* **TASK BRIEF**: The listing below must be repeated word for word, with its images excluded.

* **DATA SUPPLIED**:
::::::::::

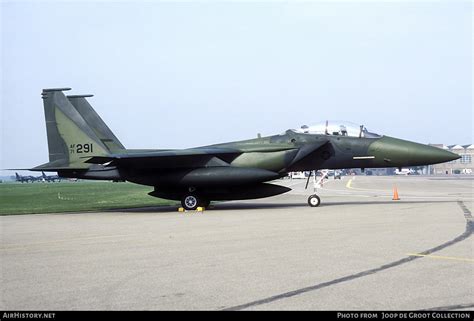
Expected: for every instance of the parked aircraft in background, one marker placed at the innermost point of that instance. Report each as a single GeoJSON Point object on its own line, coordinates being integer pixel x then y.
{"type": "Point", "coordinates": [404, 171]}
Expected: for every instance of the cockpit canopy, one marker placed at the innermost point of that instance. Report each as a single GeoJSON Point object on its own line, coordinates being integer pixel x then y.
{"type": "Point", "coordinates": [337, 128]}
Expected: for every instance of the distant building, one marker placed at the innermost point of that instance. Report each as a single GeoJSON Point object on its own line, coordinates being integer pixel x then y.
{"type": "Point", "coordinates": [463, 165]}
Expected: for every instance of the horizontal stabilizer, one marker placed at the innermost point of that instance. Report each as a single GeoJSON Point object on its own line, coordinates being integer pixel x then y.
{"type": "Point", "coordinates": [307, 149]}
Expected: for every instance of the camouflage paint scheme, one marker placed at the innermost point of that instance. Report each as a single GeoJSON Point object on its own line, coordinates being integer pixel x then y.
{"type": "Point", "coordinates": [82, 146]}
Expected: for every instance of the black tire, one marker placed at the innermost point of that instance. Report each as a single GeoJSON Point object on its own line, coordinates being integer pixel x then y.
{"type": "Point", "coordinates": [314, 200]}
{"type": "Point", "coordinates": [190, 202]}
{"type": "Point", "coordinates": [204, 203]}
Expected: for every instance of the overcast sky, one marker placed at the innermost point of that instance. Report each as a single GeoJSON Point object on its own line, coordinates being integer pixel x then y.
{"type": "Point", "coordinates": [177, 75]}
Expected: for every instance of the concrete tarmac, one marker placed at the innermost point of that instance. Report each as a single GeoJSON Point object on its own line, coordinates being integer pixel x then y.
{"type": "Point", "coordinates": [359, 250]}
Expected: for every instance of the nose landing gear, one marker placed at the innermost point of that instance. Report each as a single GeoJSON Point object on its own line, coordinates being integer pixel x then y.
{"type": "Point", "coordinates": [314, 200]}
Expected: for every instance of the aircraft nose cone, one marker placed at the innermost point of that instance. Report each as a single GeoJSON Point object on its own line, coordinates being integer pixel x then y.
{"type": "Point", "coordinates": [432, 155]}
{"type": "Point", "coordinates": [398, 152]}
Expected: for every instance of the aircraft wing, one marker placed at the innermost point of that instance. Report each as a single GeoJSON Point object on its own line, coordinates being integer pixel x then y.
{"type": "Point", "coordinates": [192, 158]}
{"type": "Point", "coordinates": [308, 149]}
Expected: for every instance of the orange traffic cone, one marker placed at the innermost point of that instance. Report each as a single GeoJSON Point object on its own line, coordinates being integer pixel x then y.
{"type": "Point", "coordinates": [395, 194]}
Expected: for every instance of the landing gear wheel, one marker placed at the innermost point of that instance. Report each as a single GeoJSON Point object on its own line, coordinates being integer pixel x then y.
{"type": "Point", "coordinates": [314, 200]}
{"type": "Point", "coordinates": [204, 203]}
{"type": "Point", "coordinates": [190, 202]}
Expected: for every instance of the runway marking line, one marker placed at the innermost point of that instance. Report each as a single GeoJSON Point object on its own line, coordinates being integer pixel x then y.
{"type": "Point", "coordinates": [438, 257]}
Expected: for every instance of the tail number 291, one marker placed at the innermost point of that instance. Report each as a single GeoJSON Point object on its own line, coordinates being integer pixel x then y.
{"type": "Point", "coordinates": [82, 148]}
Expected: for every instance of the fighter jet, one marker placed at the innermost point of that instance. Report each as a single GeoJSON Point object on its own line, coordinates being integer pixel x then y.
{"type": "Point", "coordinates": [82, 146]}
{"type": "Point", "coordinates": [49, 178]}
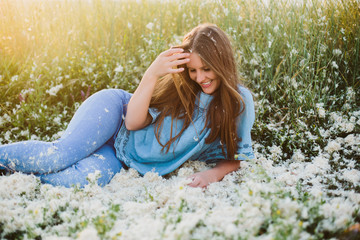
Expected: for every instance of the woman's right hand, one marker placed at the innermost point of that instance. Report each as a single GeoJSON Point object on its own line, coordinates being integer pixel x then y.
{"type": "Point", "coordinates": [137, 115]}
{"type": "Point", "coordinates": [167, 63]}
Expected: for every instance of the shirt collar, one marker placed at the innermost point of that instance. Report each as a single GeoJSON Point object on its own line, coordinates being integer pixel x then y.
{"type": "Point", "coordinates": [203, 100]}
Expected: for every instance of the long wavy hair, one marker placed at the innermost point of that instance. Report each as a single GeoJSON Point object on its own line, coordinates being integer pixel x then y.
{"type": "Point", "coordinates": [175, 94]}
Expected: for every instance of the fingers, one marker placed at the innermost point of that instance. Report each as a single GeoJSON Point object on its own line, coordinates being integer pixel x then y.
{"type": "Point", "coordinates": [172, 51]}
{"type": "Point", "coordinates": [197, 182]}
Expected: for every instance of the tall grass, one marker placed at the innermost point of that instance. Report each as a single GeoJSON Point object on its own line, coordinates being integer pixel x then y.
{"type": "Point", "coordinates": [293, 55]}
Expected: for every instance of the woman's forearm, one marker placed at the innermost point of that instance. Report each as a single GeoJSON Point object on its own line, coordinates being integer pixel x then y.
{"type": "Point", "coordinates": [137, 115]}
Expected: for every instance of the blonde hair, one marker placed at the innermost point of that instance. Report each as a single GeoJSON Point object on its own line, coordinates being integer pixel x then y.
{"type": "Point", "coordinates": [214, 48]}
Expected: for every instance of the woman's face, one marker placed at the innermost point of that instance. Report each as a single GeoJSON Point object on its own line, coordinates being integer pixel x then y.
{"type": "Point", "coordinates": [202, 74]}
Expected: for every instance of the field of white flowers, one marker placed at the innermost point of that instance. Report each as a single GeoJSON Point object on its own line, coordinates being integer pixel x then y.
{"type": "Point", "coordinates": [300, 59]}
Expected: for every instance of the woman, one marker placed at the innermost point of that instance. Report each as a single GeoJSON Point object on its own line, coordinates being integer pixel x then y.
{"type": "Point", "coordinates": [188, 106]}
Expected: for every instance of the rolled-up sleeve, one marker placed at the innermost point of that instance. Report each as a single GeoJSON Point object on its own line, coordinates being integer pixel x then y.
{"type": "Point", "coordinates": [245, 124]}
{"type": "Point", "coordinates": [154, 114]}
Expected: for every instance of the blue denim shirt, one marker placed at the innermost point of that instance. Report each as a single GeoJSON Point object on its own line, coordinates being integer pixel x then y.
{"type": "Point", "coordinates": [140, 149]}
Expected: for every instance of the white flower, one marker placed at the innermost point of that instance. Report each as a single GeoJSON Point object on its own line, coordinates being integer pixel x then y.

::::::::::

* **PROBLEM SOLUTION**:
Expected: for every instance of the parked aircraft in background, one marker placed at the innermost point of that instance. Report each as a single GeoJSON Point object on its own line, coordinates being integer pixel x then y.
{"type": "Point", "coordinates": [404, 171]}
Expected: for every instance of the cockpit canopy, one marker placed at the innermost point of that instance. Report each as a single GeoJSON Point object on its own line, coordinates being integer pixel x then y.
{"type": "Point", "coordinates": [337, 128]}
Expected: for every instance of the distant building, one marker placed at the innermost point of that instance. Report each as a single GeoJSON Point object on its own line, coordinates being integer pixel x then y.
{"type": "Point", "coordinates": [463, 165]}
Expected: for every instance of the horizontal stabilizer, one marker placed at the innermost point of that instance. Report each as a single GeoJSON Point object on its own line, coordinates being integer pixel x then y.
{"type": "Point", "coordinates": [307, 149]}
Expected: for every instance of the camouflage paint scheme, one marker placed at the innermost point of that instance. Report each as a single GeoJSON Point object on its own line, coordinates being integer pixel x then y.
{"type": "Point", "coordinates": [82, 146]}
Expected: for every instance of the black tire, one marker placed at the innermost point of that instance. Report each as a single GeoJSON Point object on its own line, coordinates being integer pixel x then y.
{"type": "Point", "coordinates": [314, 200]}
{"type": "Point", "coordinates": [190, 202]}
{"type": "Point", "coordinates": [204, 203]}
Expected: for every instance of the overcast sky, one marker placed at the innermost point of that instance. Report each as a single GeoJSON Point object on its own line, coordinates being integer pixel x then y.
{"type": "Point", "coordinates": [177, 75]}
Expected: for every instance of the concrete tarmac, one marker placed at the innermost point of that instance. Report each as a single GeoJSON Point object on its own line, coordinates being integer pixel x then y.
{"type": "Point", "coordinates": [359, 250]}
Expected: for every instance of the nose landing gear, one marker placed at the innermost point of that instance. Report each as a single GeoJSON Point object on its own line, coordinates being integer pixel x then y.
{"type": "Point", "coordinates": [314, 200]}
Expected: for every instance of the aircraft nose cone, one marker placed at the innermost point of that instance. Report each as a single GeoJSON Point object on its own line, coordinates being integer pixel x then y.
{"type": "Point", "coordinates": [432, 155]}
{"type": "Point", "coordinates": [398, 152]}
Expected: for every instance of the aircraft wing, one marker placed at the innermost point of that instance. Report each as a single GeoJSON Point object on its own line, coordinates being integer pixel x then y.
{"type": "Point", "coordinates": [192, 158]}
{"type": "Point", "coordinates": [308, 149]}
Expected: for every instance of the orange traffic cone, one marker placed at the innermost point of that instance. Report each as a single GeoJSON Point object on its own line, coordinates being integer pixel x then y.
{"type": "Point", "coordinates": [395, 194]}
Expected: for every instance of the landing gear wheel, one marker placed at the innermost point of that instance. Report each as a single GeoJSON Point object on its own line, coordinates being integer pixel x then y.
{"type": "Point", "coordinates": [314, 200]}
{"type": "Point", "coordinates": [204, 203]}
{"type": "Point", "coordinates": [190, 202]}
Expected: for every instance of the runway marking line, one marker placed at the innermost point of that instance. Report each as a single GeoJSON Point object on its own line, coordinates being integer pixel x then y.
{"type": "Point", "coordinates": [438, 257]}
Expected: for every instance of the tail number 291, one marker placed at the innermost point of that instance. Report each as a single GeoJSON Point object on its own line, coordinates being integer pixel x then y.
{"type": "Point", "coordinates": [82, 148]}
Expected: for every instance of the fighter jet, one marker placed at the innermost point of that instance. Report each as a single GeoJSON Point object on its own line, coordinates being integer pixel x then y.
{"type": "Point", "coordinates": [82, 146]}
{"type": "Point", "coordinates": [49, 178]}
Expected: for every instance of the woman's right hand, one marker placed at the innermost point of that instance. Report each as a single GeoJSON Point object on its own line, coordinates being integer pixel x then y.
{"type": "Point", "coordinates": [137, 115]}
{"type": "Point", "coordinates": [167, 63]}
Expected: for every instance of the shirt collar, one marker placed at the innermost point of that instance. Report each as a single GeoJSON Point object on its own line, coordinates being integer pixel x then y.
{"type": "Point", "coordinates": [203, 100]}
Expected: for every instance of the long wavy hair, one marker placed at the innermost point of that instance. Report each as a single GeoJSON Point object on its own line, coordinates being integer pixel x then y.
{"type": "Point", "coordinates": [175, 94]}
Expected: for every instance of the fingers, one marker placed at the innermost point of that instance. Report each as a single GeoJSON Point object on its own line, coordinates being integer pixel x then y.
{"type": "Point", "coordinates": [172, 51]}
{"type": "Point", "coordinates": [197, 182]}
Expected: for every instance of the tall grass, one marker placed at the innermost point of that instance. Report each as a single GeoJSON Point object on its own line, coordinates being integer pixel x then y.
{"type": "Point", "coordinates": [293, 55]}
Expected: for every instance of the woman's forearm, one marker placed at the innermost point of that instance. Report each as a single GeoJSON Point object on its own line, coordinates being integer pixel x then y.
{"type": "Point", "coordinates": [137, 115]}
Expected: for every instance of the blonde hair, one marker placed at the innermost point of that instance. Report each as a single GeoJSON Point object on its own line, coordinates being integer pixel x then y.
{"type": "Point", "coordinates": [214, 48]}
Expected: for every instance of the woman's face, one marker placed at the innermost point of that instance. Report each as a single GeoJSON Point object on its own line, coordinates being integer pixel x then y.
{"type": "Point", "coordinates": [202, 74]}
Expected: for every instance of the field of white flowers, one marker placed at the innermost point of that instance. Report each as a single GeoJSON Point object on its own line, coordinates being integer pixel x then y.
{"type": "Point", "coordinates": [300, 59]}
Expected: for every instance of the woman, one marker placed at the innermost point of that instance. Report each as a single GeoJSON Point object on its own line, coordinates being integer pixel x then y.
{"type": "Point", "coordinates": [188, 106]}
Expected: for every instance of the rolled-up sleeve, one marker placed at the innermost point of that instance. Report each as a single GeoJSON Point object on its own line, coordinates being integer pixel x then y.
{"type": "Point", "coordinates": [245, 124]}
{"type": "Point", "coordinates": [154, 114]}
Expected: for every instance of the blue denim shirt, one marker placed at the innermost point of that instance. Report each as a single GeoJSON Point object on its own line, coordinates being integer pixel x then y.
{"type": "Point", "coordinates": [140, 149]}
Expected: for every instance of the white flower, one marker placed at the innermost point of that instance. Report each as a single GeoJSON Point object on its own line, coordinates being integer pixel x then y.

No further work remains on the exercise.